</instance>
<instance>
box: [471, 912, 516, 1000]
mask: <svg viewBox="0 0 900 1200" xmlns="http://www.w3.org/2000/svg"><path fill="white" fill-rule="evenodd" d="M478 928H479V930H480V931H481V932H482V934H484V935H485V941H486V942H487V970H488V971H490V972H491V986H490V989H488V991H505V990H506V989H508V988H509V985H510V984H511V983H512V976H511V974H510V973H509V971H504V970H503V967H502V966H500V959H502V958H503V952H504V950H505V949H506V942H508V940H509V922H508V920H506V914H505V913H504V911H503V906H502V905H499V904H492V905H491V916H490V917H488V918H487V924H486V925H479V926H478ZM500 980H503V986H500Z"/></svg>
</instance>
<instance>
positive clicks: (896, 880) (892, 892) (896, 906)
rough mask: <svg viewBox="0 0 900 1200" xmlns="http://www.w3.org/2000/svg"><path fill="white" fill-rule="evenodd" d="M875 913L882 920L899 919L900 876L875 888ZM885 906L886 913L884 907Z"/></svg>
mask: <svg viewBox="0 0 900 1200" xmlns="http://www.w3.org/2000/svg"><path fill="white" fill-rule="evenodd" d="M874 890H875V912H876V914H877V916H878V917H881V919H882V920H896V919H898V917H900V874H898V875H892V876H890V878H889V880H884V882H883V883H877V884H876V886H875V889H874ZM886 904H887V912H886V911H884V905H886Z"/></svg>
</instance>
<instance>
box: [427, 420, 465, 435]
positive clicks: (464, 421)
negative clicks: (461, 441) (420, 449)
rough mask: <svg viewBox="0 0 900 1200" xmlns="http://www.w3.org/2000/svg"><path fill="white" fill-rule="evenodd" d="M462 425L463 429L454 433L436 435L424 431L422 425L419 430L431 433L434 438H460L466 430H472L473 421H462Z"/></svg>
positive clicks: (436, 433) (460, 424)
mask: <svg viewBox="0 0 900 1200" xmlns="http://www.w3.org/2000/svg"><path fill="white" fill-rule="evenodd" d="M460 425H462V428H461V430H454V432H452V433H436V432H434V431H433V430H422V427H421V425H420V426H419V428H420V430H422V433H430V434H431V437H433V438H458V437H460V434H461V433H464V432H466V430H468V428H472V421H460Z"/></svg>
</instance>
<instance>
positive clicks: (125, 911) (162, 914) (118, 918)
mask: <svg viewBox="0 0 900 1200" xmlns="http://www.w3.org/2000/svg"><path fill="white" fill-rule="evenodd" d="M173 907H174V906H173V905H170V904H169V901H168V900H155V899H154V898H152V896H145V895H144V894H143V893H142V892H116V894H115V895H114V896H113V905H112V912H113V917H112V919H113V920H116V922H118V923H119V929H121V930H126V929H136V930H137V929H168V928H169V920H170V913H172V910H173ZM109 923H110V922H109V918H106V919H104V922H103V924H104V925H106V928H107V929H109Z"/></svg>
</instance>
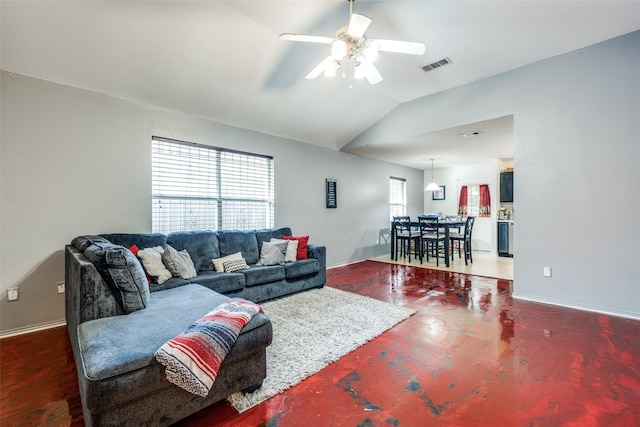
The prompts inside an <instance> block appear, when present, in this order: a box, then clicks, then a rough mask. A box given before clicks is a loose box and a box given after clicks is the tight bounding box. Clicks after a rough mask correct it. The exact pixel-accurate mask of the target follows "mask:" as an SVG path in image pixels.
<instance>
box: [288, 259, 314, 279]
mask: <svg viewBox="0 0 640 427" xmlns="http://www.w3.org/2000/svg"><path fill="white" fill-rule="evenodd" d="M318 271H320V263H319V262H318V260H317V259H312V258H309V259H301V260H298V261H296V262H292V263H287V264H285V265H284V275H285V277H286V278H287V279H295V278H298V277H302V276H307V275H309V274H316V273H318Z"/></svg>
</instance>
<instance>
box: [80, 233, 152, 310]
mask: <svg viewBox="0 0 640 427" xmlns="http://www.w3.org/2000/svg"><path fill="white" fill-rule="evenodd" d="M84 255H85V256H86V257H87V258H88V259H89V261H91V262H92V263H93V264H94V265H95V266H96V268H97V270H98V271H99V272H100V274H101V275H102V278H103V279H104V281H105V282H106V283H107V285H108V286H109V288H110V289H111V291H112V292H113V295H114V296H115V298H116V300H117V301H118V304H120V306H121V307H122V308H123V309H124V311H125V312H127V313H132V312H134V311H136V310H140V309H143V308H146V307H147V305H148V304H149V284H148V283H147V276H146V274H145V272H144V270H143V269H142V265H141V264H140V261H138V259H137V258H136V257H135V256H134V255H133V253H131V251H130V250H129V249H127V248H125V247H122V246H120V245H114V244H113V243H94V244H93V245H91V246H89V247H88V248H87V249H85V251H84Z"/></svg>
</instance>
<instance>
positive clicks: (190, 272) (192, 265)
mask: <svg viewBox="0 0 640 427" xmlns="http://www.w3.org/2000/svg"><path fill="white" fill-rule="evenodd" d="M162 262H164V265H166V266H167V269H168V270H169V271H170V272H171V274H172V275H173V277H180V278H182V279H193V278H194V277H196V276H197V275H198V273H197V272H196V268H195V266H194V265H193V260H192V259H191V256H190V255H189V252H187V251H186V250H185V249H183V250H181V251H180V252H178V251H177V250H175V249H174V248H173V247H171V246H170V245H166V246H165V247H164V254H163V255H162Z"/></svg>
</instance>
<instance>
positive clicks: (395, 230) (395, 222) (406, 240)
mask: <svg viewBox="0 0 640 427" xmlns="http://www.w3.org/2000/svg"><path fill="white" fill-rule="evenodd" d="M393 227H394V229H395V234H396V237H395V239H396V241H395V242H394V243H395V247H396V251H395V252H396V253H395V256H396V259H395V260H396V261H397V260H398V252H402V258H406V257H407V255H408V256H409V262H411V247H412V246H413V249H414V255H415V254H416V253H417V252H416V251H417V247H418V241H419V239H420V234H419V233H418V232H414V231H413V230H412V229H411V218H410V217H408V216H394V217H393Z"/></svg>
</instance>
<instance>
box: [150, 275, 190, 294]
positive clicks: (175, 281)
mask: <svg viewBox="0 0 640 427" xmlns="http://www.w3.org/2000/svg"><path fill="white" fill-rule="evenodd" d="M196 277H197V276H196ZM193 280H194V279H190V280H187V279H181V278H180V277H172V278H171V279H169V280H165V281H164V282H162V283H154V282H151V283H149V292H157V291H164V290H167V289H173V288H177V287H179V286H183V285H186V284H188V283H191V282H193Z"/></svg>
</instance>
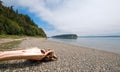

• Activity: Would you return all of the data above word for word, omitting every picture?

• Your solution:
</instance>
<instance>
box: [471, 912, 516, 1000]
mask: <svg viewBox="0 0 900 1200" xmlns="http://www.w3.org/2000/svg"><path fill="white" fill-rule="evenodd" d="M478 928H479V930H480V931H481V932H482V934H484V935H485V941H486V942H487V970H488V971H490V972H491V986H490V989H488V991H505V990H506V989H508V988H509V985H510V984H511V983H512V976H511V974H510V973H509V971H504V970H503V967H502V966H500V959H502V958H503V952H504V950H505V949H506V942H508V940H509V922H508V920H506V914H505V913H504V911H503V906H502V905H499V904H492V905H491V916H490V917H488V918H487V924H486V925H479V926H478ZM500 980H503V986H500Z"/></svg>
</instance>
<instance>
positive clicks: (896, 880) (892, 892) (896, 906)
rough mask: <svg viewBox="0 0 900 1200" xmlns="http://www.w3.org/2000/svg"><path fill="white" fill-rule="evenodd" d="M875 913L882 920L899 919L900 876L875 888ZM885 906L886 913L884 907Z"/></svg>
mask: <svg viewBox="0 0 900 1200" xmlns="http://www.w3.org/2000/svg"><path fill="white" fill-rule="evenodd" d="M874 890H875V912H876V914H877V916H878V917H881V919H882V920H896V919H898V917H900V874H898V875H892V876H890V878H889V880H884V882H883V883H877V884H876V886H875V889H874ZM886 904H887V912H886V911H884V905H886Z"/></svg>
</instance>
<instance>
box: [427, 420, 465, 435]
positive clicks: (464, 421)
negative clicks: (461, 441) (420, 449)
rough mask: <svg viewBox="0 0 900 1200" xmlns="http://www.w3.org/2000/svg"><path fill="white" fill-rule="evenodd" d="M462 425L463 429L454 433L436 435L424 431L422 425L419 430L431 433L434 438H460L466 430H472L473 421H462Z"/></svg>
positive clicks: (436, 433) (460, 424)
mask: <svg viewBox="0 0 900 1200" xmlns="http://www.w3.org/2000/svg"><path fill="white" fill-rule="evenodd" d="M460 425H462V428H461V430H454V432H452V433H436V432H434V431H433V430H422V427H421V425H420V426H419V428H420V430H422V433H430V434H431V437H433V438H458V437H460V434H461V433H464V432H466V430H468V428H472V421H460Z"/></svg>
</instance>
<instance>
positive clicks: (125, 911) (162, 914) (118, 918)
mask: <svg viewBox="0 0 900 1200" xmlns="http://www.w3.org/2000/svg"><path fill="white" fill-rule="evenodd" d="M173 907H174V906H173V905H170V904H169V901H168V900H155V899H154V898H152V896H145V895H144V894H143V893H142V892H116V894H115V895H114V896H113V905H112V912H113V917H112V919H113V920H116V922H118V923H119V929H121V930H126V929H136V930H137V929H168V928H169V920H170V913H172V910H173ZM109 923H110V922H109V918H106V919H104V922H103V924H104V925H106V928H107V929H109Z"/></svg>
</instance>
The prompts inside an <instance> block appear, when present, in this order: a box, then clicks, then a rough mask. A box given before clicks is a loose box and a box given after clicks is the tight bounding box. Clicks after a rough mask correct it. The exact pixel-accurate mask of the target follows "mask:" as an SVG path in image pixels.
<instance>
box: [288, 259, 314, 279]
mask: <svg viewBox="0 0 640 427" xmlns="http://www.w3.org/2000/svg"><path fill="white" fill-rule="evenodd" d="M318 271H320V263H319V262H318V260H317V259H312V258H309V259H301V260H298V261H296V262H292V263H287V264H285V265H284V275H285V277H286V278H287V279H295V278H298V277H302V276H307V275H309V274H316V273H318Z"/></svg>
</instance>
<instance>
box: [80, 233, 152, 310]
mask: <svg viewBox="0 0 640 427" xmlns="http://www.w3.org/2000/svg"><path fill="white" fill-rule="evenodd" d="M84 255H85V256H86V257H87V258H88V259H89V261H91V262H92V263H93V264H94V265H95V266H96V268H97V270H98V271H99V272H100V274H101V275H102V278H103V279H104V281H105V282H106V283H107V285H108V286H109V288H110V289H111V291H112V292H113V295H114V296H115V298H116V300H117V301H118V304H120V306H121V307H122V308H123V309H124V311H125V312H127V313H132V312H134V311H136V310H140V309H143V308H146V307H147V305H148V304H149V284H148V283H147V276H146V274H145V272H144V270H143V269H142V265H141V264H140V261H138V259H137V258H136V257H135V256H134V255H133V253H131V251H130V250H129V249H127V248H125V247H122V246H120V245H114V244H113V243H94V244H93V245H91V246H89V247H88V248H87V249H85V251H84Z"/></svg>
</instance>
<instance>
positive clicks: (190, 272) (192, 265)
mask: <svg viewBox="0 0 640 427" xmlns="http://www.w3.org/2000/svg"><path fill="white" fill-rule="evenodd" d="M162 262H164V265H166V266H167V269H168V270H169V271H170V272H171V274H172V275H173V277H180V278H182V279H193V278H194V277H196V276H197V275H198V273H197V272H196V268H195V266H194V265H193V260H192V259H191V256H190V255H189V252H187V251H186V250H185V249H183V250H181V251H180V252H178V251H177V250H175V249H174V248H173V247H171V246H170V245H166V246H165V247H164V254H163V255H162Z"/></svg>
</instance>
<instance>
positive clicks: (395, 230) (395, 222) (406, 240)
mask: <svg viewBox="0 0 640 427" xmlns="http://www.w3.org/2000/svg"><path fill="white" fill-rule="evenodd" d="M393 227H394V229H395V234H396V237H395V239H396V241H395V242H394V243H395V247H396V251H395V252H396V253H395V256H396V259H395V260H396V261H397V260H398V252H402V258H406V257H407V255H408V256H409V262H411V247H412V246H413V249H414V255H415V254H416V253H417V252H416V251H417V247H418V241H419V239H420V234H419V233H418V232H414V231H413V230H412V229H411V218H410V217H408V216H394V217H393Z"/></svg>
</instance>
<instance>
box: [150, 275, 190, 294]
positive clicks: (175, 281)
mask: <svg viewBox="0 0 640 427" xmlns="http://www.w3.org/2000/svg"><path fill="white" fill-rule="evenodd" d="M196 277H197V276H196ZM193 280H194V279H190V280H187V279H181V278H180V277H172V278H171V279H169V280H165V281H164V282H162V283H154V282H151V283H149V292H157V291H164V290H167V289H173V288H177V287H179V286H183V285H186V284H188V283H191V282H193Z"/></svg>
</instance>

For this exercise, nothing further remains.